■ PROBLEM TO WORK ON
Leaving out every picture, quote the data below exactly as it appears.

(Entries from a pointing dataset)
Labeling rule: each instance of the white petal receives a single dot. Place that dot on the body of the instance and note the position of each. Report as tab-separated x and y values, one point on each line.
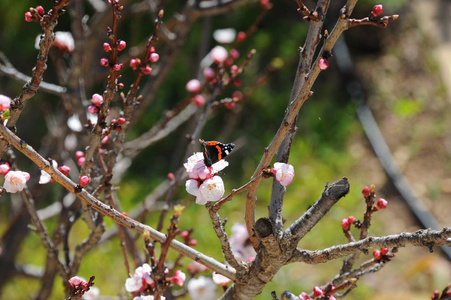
224	36
211	189
192	187
219	166
45	178
193	160
74	123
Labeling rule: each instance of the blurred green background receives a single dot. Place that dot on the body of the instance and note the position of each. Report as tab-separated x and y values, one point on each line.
329	143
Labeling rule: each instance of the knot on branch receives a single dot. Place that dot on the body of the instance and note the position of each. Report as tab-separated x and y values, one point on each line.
337	189
263	228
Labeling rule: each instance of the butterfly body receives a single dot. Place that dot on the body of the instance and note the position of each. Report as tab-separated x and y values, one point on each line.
215	151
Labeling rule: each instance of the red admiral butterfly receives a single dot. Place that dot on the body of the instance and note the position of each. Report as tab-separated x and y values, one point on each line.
215	151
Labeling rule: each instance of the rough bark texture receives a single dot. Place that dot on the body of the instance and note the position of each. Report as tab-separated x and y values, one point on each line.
273	253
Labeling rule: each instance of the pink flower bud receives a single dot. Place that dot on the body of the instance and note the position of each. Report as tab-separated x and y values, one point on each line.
209	73
193	86
97	99
264	3
104	62
121	46
79	154
198	100
105	140
26	175
237	96
185	235
4	169
381	203
218	54
284	173
84	181
323	64
81	161
366	192
75	281
29	17
317	291
234	54
134	63
241	36
230	104
171	176
377	10
377	254
146	70
121	121
5	102
234	69
40	10
154	57
64	169
345	224
304	296
178	278
106	47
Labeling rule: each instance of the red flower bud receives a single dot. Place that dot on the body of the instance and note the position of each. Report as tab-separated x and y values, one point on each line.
366	192
40	10
198	100
317	291
377	254
241	36
323	64
64	169
79	154
154	57
146	70
106	47
29	17
121	121
377	10
234	54
381	203
345	224
104	62
84	181
121	46
117	67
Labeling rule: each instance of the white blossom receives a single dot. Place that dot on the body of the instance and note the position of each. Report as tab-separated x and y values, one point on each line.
224	36
284	173
15	181
202	288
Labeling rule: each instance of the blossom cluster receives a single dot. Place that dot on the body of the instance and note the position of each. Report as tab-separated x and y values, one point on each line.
203	182
15	181
80	285
142	280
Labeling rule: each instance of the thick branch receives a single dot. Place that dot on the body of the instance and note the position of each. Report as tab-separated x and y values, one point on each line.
332	193
422	238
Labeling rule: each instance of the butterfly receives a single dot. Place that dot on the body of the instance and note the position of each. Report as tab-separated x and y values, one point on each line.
215	151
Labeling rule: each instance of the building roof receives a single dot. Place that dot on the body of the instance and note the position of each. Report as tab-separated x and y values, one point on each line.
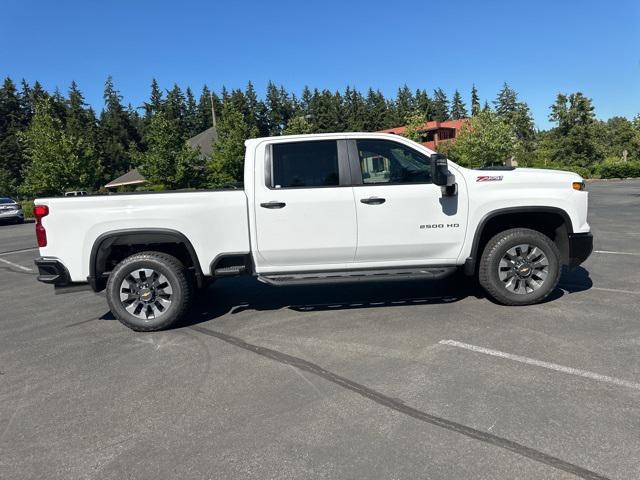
204	141
434	125
132	177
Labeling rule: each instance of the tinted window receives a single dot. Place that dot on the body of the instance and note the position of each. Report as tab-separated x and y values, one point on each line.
384	161
305	164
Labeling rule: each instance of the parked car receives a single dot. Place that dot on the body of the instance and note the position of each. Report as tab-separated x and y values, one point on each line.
320	209
10	211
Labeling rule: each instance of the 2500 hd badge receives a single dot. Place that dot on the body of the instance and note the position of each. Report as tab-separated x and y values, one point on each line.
440	225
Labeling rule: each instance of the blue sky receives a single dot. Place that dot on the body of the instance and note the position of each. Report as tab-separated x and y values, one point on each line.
539	47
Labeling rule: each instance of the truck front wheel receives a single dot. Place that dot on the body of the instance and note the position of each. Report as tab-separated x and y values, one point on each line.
149	291
519	266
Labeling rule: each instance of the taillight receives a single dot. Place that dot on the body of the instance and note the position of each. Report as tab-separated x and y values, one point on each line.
40	211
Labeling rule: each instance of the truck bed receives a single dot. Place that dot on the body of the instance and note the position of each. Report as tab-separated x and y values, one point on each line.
214	222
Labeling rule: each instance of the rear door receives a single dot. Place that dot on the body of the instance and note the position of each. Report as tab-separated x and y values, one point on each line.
403	218
304	206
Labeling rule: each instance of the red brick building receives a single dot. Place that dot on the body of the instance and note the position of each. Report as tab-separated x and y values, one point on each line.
433	133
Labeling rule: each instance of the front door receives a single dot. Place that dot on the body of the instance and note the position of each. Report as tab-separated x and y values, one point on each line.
305	212
402	216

■ EXPECTED ANSWER
Labeling rule: each instance of the white petal receives a single dot. Place that dot on the body of the instance and note the position of each. Report as tab-separated x and y values, one point on each line.
224	36
211	189
192	187
219	166
45	178
193	160
74	123
Labeling rule: each instance of the blurred green background receives a single dot. Place that dot on the body of the instance and note the position of each. Report as tab-separated x and y values, one point on each line.
329	143
Labeling rule: each instance of the knot on branch receives a single dot. Place that dot on the body of the instance and note the position of each. Report as tab-separated x and y values, one point on each line.
337	189
263	228
Labeling rule: each instance of the butterfly body receives a single dot. Place that dot on the body of the instance and note the position of each. Report as tab-separated x and y values, one point on each line.
215	151
Labeling rule: each instance of the red admiral butterfly receives a single dot. Place that dot on the body of the instance and note the position of each. Report as tab-separated x and y values, one point on each line.
215	151
Labeling rule: each instance of the rough bark texture receives a single dot. Place that dot on the body of the instance and note the position of each. Report as tab-separated x and y values, one point on each line.
273	253
Labeling rule: each instance of the pink flower bud receives a single dot. Place that dot on the body of the instance and note the position of each. Report as tab-separated x and y values, one point on each line.
209	73
193	86
97	99
264	3
104	62
121	46
79	154
198	100
105	140
26	175
237	96
185	235
4	169
381	203
218	54
284	173
84	181
323	64
81	161
366	192
75	281
29	17
317	291
234	54
134	63
241	36
230	104
171	176
377	10
377	254
146	70
121	121
5	102
234	69
40	10
154	57
64	169
345	224
304	296
178	278
106	47
Labeling rule: each instance of the red flower bud receives a single dot. Place that dot on the body of the instance and note the position of each. Report as tab-separated x and y values, one point on each line.
366	192
40	10
198	100
317	291
377	254
241	36
323	64
64	169
79	154
154	57
146	70
106	47
29	17
121	121
377	10
234	54
381	203
345	224
104	62
84	181
121	46
117	67
Labeling rule: each instance of the white blossom receives a single dot. Place that dot on the body of the instance and note the position of each. Report as tab-separated x and y values, one point on each line.
224	36
284	173
15	181
202	288
Labeling rule: each instance of the blossom cluster receives a single dot. Place that dot on the body of the instance and note the position of each. Report as tab-separated x and y values, one point on each line.
203	182
15	181
80	285
142	280
Labeling rule: each instance of the thick branch receives a single dot. Place that dot on the body of the instance and note the position of each. Report as tab-separated x and y values, one point on each line.
332	193
422	238
Labeling rule: each instance of the butterfly receives a single dot. Place that dot on the body of the instance and note the position of each. Report as tab-separated x and y values, one point on each line.
215	151
Labeling rule: each instance of the building roof receives a single dot. Place that dot on the body of the instance and note the position of each. Report as tab-separated x and y values, one point on each line.
204	141
434	125
132	177
Labeling rule: each instance of the tinted window receives a single dot. Place that dot on the body of the instance and note the position of each. Report as tab-separated x and y values, one point on each line.
384	161
305	164
Labeling rule: each instance of the parked car receives a single dot. Place that dot on the body of the instance and note the position of each. Report as tab-separated x and y values, one point on each line.
320	209
10	211
Labeling rule: each instance of the 2500 hd badge receives a single dot. Place that dot on the body of the instance and note the position of each. Report as tab-separated x and y values, one point on each line.
440	225
Labeling rule: each instance of the blue sky receives a single dot. Place that dot on the body of the instance and note the position of each. Report as tab-separated x and y values, one point on each line.
539	47
Labeling rule: each instance of the truck front wheel receives a single dot. Place that dot on the body of the instance and note the position of each. Report as tab-separated x and y values, one point on each line.
149	291
519	266
Labeling rule: each instance of the taillight receives a single dot. Place that dot on the body of the instance and note the position of each. Report as tab-separated x and y values, one point on each line.
40	211
Labeling rule: each instance of the truck bed receives a single dot. Place that dot on the body of the instance and note the position of each. Report as tab-separated x and y values, one point on each line.
214	222
Labeling rule: each instance of the rear door receives a single dot. Place that dot on the body of the instance and note the position of each. Report as tab-separated x and y values, one point on each line.
403	218
304	206
Labeling rule: each instance of the red brick building receives a single dot. Place that dot on the body of the instance and note the position of each. Report as tab-separated x and y values, one point on each line.
433	133
Labeling rule: each instance of the front door receives a single dot. Place that dot on the body of the instance and note the position of each. Report as tab-separated x and y values, one point on each line.
305	212
402	216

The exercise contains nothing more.